§ Stated exercise
Convert the lines below into a Markdown table with two columns, Row and Line. Number each row and skip blank lines.

§ Dataset
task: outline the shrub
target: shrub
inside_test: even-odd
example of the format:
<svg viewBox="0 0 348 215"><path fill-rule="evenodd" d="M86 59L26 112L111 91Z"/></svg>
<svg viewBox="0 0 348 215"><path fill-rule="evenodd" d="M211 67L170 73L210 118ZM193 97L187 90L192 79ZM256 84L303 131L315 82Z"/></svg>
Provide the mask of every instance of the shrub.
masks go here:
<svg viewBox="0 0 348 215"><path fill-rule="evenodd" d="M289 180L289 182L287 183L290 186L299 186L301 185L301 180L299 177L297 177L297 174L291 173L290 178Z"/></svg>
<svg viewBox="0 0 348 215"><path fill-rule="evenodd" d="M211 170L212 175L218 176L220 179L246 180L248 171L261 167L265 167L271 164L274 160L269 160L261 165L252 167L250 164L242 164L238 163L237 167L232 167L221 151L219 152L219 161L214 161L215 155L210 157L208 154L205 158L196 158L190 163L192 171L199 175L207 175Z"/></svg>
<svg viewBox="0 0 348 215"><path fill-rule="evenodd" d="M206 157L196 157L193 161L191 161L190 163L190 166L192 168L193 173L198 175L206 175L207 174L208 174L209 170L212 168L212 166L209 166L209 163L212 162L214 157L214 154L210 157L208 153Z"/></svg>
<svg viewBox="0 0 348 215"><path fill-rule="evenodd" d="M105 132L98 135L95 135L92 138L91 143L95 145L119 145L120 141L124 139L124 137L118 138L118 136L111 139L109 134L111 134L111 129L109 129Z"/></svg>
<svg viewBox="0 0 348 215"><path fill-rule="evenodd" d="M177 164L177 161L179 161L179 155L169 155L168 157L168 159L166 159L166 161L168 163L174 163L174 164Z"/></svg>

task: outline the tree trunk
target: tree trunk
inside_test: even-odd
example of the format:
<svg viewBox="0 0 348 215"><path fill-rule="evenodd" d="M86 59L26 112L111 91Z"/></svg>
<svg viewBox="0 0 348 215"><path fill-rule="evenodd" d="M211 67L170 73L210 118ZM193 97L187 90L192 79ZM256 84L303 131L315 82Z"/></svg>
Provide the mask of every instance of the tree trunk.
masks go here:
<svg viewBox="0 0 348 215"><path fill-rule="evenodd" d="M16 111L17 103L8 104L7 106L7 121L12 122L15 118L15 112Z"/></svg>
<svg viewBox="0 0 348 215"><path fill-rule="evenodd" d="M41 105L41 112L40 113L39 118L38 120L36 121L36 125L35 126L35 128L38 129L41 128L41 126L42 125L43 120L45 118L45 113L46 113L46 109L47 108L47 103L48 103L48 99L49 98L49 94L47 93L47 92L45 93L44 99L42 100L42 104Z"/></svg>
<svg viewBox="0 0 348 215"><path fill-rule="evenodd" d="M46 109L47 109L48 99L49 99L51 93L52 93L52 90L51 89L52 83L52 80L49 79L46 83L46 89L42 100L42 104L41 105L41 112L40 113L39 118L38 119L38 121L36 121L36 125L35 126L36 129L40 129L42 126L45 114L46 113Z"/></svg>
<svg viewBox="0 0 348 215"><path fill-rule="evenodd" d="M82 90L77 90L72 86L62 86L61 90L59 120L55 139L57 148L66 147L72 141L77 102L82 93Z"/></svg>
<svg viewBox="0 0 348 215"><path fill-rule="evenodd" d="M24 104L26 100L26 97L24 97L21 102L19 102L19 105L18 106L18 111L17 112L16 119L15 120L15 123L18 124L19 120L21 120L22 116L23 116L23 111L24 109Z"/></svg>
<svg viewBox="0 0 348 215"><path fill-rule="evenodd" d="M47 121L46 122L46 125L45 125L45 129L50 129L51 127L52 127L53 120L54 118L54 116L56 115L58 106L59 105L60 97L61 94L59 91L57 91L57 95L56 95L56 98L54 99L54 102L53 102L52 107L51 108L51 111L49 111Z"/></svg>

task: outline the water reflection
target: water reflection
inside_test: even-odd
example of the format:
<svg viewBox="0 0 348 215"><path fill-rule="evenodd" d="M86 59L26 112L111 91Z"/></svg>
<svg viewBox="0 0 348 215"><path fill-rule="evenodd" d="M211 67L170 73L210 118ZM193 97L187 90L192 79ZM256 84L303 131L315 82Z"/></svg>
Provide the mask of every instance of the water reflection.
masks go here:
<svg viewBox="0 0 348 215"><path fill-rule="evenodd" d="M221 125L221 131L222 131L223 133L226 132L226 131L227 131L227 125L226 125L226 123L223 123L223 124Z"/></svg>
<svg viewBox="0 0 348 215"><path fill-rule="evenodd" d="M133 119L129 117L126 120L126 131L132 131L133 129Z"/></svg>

§ Solved problem
| Row | Line |
|---|---|
| 1 | task: outline the shrub |
| 2 | target: shrub |
| 3 | inside_test: even-odd |
| 4 | example of the format: |
| 5 | <svg viewBox="0 0 348 215"><path fill-rule="evenodd" d="M86 59L26 112L111 91Z"/></svg> |
| 6 | <svg viewBox="0 0 348 215"><path fill-rule="evenodd" d="M211 67L170 73L210 118ZM193 97L187 90L192 79ZM256 84L303 131L315 82Z"/></svg> |
| 7 | Provide the mask of every instance of the shrub. |
| 8 | masks go here: |
| 9 | <svg viewBox="0 0 348 215"><path fill-rule="evenodd" d="M289 180L289 182L287 183L290 186L299 186L301 185L301 180L299 177L297 177L297 174L291 173L290 178Z"/></svg> |
| 10 | <svg viewBox="0 0 348 215"><path fill-rule="evenodd" d="M211 170L212 175L218 176L220 179L246 180L248 171L261 167L265 167L271 164L274 160L269 160L261 165L252 167L250 164L242 164L238 163L237 167L232 167L221 151L219 152L219 161L214 161L215 155L210 157L208 154L205 158L196 158L190 163L192 171L199 175L207 175Z"/></svg> |
| 11 | <svg viewBox="0 0 348 215"><path fill-rule="evenodd" d="M206 157L196 157L193 161L191 161L190 163L190 166L192 168L193 173L198 175L206 175L207 174L208 174L209 170L212 168L212 166L209 166L209 163L212 162L214 157L214 154L210 157L208 153Z"/></svg> |
| 12 | <svg viewBox="0 0 348 215"><path fill-rule="evenodd" d="M105 132L98 135L95 135L92 138L91 143L95 145L119 145L120 141L124 139L124 137L118 138L118 136L111 139L109 134L111 134L111 129L109 129Z"/></svg> |
| 13 | <svg viewBox="0 0 348 215"><path fill-rule="evenodd" d="M177 164L177 161L179 161L179 155L169 155L168 157L168 159L166 159L166 161L168 163L174 163L174 164Z"/></svg> |
| 14 | task: outline the tree trunk |
| 15 | target: tree trunk |
| 16 | inside_test: even-odd |
| 17 | example of the format: |
| 18 | <svg viewBox="0 0 348 215"><path fill-rule="evenodd" d="M86 59L26 112L111 91Z"/></svg> |
| 19 | <svg viewBox="0 0 348 215"><path fill-rule="evenodd" d="M211 67L170 73L210 118ZM193 97L187 90L192 79ZM256 84L303 131L315 82Z"/></svg> |
| 20 | Provide the mask of every instance of the tree trunk. |
| 21 | masks go here: |
| 22 | <svg viewBox="0 0 348 215"><path fill-rule="evenodd" d="M16 111L17 103L8 104L7 106L7 121L12 122L15 118L15 112Z"/></svg> |
| 23 | <svg viewBox="0 0 348 215"><path fill-rule="evenodd" d="M41 105L41 112L40 113L39 118L38 120L36 121L36 125L35 126L35 128L38 129L41 128L41 126L42 125L43 120L45 118L45 113L46 113L46 109L47 108L47 103L48 103L48 99L49 98L49 94L47 93L47 92L45 93L44 99L42 100L42 104Z"/></svg> |
| 24 | <svg viewBox="0 0 348 215"><path fill-rule="evenodd" d="M46 109L47 109L48 99L49 99L51 93L52 93L52 90L51 89L52 83L52 80L49 79L46 83L46 89L42 100L42 104L41 105L41 112L40 113L39 118L38 119L38 121L36 121L36 125L35 126L36 129L40 129L42 126L45 114L46 113Z"/></svg> |
| 25 | <svg viewBox="0 0 348 215"><path fill-rule="evenodd" d="M82 90L77 90L72 86L62 86L61 90L59 120L55 139L57 148L66 147L72 141L77 102L82 93Z"/></svg> |
| 26 | <svg viewBox="0 0 348 215"><path fill-rule="evenodd" d="M24 104L26 100L26 97L24 97L21 102L19 102L19 105L18 106L18 111L17 112L16 119L15 120L15 123L18 124L19 120L21 120L22 116L23 116L23 111L24 109Z"/></svg> |
| 27 | <svg viewBox="0 0 348 215"><path fill-rule="evenodd" d="M47 121L46 122L46 125L45 125L45 129L50 129L51 127L52 127L53 120L54 118L54 116L56 115L58 106L59 105L60 97L61 94L59 91L57 91L57 95L56 95L56 98L54 99L54 102L53 102L52 107L51 108L51 111L49 111Z"/></svg> |
| 28 | task: outline the water reflection |
| 29 | target: water reflection |
| 30 | inside_test: even-odd |
| 31 | example of the format: |
| 32 | <svg viewBox="0 0 348 215"><path fill-rule="evenodd" d="M86 59L26 112L111 91Z"/></svg> |
| 33 | <svg viewBox="0 0 348 215"><path fill-rule="evenodd" d="M211 67L170 73L210 118ZM193 97L187 90L192 79ZM256 84L303 131L315 82Z"/></svg> |
| 34 | Provide the mask of every instance of the water reflection. |
| 35 | masks go here: |
| 36 | <svg viewBox="0 0 348 215"><path fill-rule="evenodd" d="M221 125L221 131L222 131L223 133L226 132L226 131L227 131L227 125L226 125L226 123L223 123L223 124Z"/></svg> |
| 37 | <svg viewBox="0 0 348 215"><path fill-rule="evenodd" d="M133 119L129 117L126 120L126 131L132 131L133 129Z"/></svg> |